What to produce >> Only one span belongs in the answer: the line holding "Target: cream pump" through the last line of the entries below, retyped exactly.

··· Data for this task ···

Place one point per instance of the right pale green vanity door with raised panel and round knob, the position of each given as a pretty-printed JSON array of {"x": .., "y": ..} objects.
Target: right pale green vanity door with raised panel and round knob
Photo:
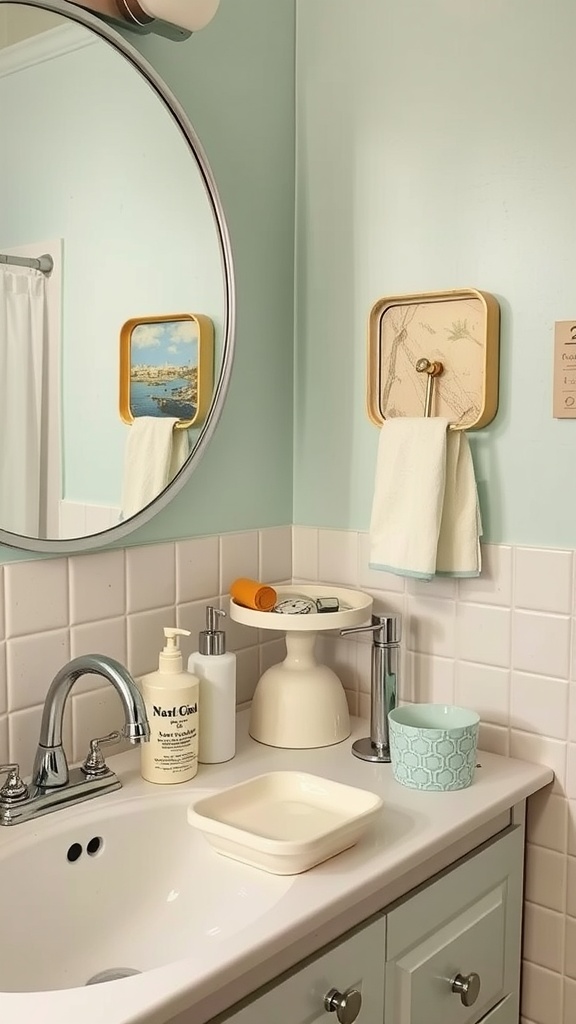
[{"x": 468, "y": 922}]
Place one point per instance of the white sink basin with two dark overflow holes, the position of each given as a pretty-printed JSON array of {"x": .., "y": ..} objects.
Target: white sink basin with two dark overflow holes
[{"x": 151, "y": 892}]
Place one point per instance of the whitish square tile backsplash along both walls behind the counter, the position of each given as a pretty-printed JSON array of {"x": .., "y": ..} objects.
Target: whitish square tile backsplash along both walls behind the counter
[{"x": 503, "y": 645}]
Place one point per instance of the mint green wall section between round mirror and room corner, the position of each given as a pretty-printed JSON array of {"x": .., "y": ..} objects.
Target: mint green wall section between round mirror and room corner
[{"x": 236, "y": 81}]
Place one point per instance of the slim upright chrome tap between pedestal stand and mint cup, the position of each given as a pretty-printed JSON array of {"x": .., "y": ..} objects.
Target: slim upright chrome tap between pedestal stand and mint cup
[{"x": 386, "y": 663}]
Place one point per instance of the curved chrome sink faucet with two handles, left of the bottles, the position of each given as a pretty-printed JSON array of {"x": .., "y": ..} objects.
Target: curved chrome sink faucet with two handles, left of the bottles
[{"x": 54, "y": 786}]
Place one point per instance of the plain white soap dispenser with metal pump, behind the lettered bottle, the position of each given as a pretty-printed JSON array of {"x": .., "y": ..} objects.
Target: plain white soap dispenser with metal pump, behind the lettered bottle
[{"x": 216, "y": 669}]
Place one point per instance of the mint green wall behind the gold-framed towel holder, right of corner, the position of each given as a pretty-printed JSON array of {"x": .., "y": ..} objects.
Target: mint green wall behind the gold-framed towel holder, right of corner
[{"x": 436, "y": 149}]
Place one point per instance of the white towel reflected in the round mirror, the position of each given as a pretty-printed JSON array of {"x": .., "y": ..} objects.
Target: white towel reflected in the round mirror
[{"x": 154, "y": 454}]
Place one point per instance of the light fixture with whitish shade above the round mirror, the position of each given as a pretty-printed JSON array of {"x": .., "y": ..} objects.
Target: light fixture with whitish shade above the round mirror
[{"x": 189, "y": 15}]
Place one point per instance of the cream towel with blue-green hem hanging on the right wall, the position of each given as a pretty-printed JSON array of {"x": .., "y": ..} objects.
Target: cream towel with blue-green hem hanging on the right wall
[{"x": 426, "y": 515}]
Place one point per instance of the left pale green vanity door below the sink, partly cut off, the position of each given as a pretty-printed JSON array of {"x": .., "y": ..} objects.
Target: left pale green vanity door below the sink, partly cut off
[{"x": 356, "y": 963}]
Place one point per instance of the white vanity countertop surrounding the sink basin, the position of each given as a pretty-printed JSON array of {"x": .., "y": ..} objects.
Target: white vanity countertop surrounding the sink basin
[{"x": 414, "y": 829}]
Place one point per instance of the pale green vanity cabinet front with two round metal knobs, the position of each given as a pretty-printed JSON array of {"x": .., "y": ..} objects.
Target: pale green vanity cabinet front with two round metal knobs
[{"x": 448, "y": 953}]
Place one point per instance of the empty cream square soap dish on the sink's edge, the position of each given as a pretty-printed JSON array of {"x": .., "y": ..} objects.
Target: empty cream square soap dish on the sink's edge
[{"x": 284, "y": 822}]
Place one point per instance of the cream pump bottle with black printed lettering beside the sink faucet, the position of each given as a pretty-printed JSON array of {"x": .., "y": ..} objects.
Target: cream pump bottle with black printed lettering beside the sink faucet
[{"x": 172, "y": 699}]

···

Problem solution >>
Target: cream pump bottle with black printed lettering beside the sink faucet
[{"x": 172, "y": 699}]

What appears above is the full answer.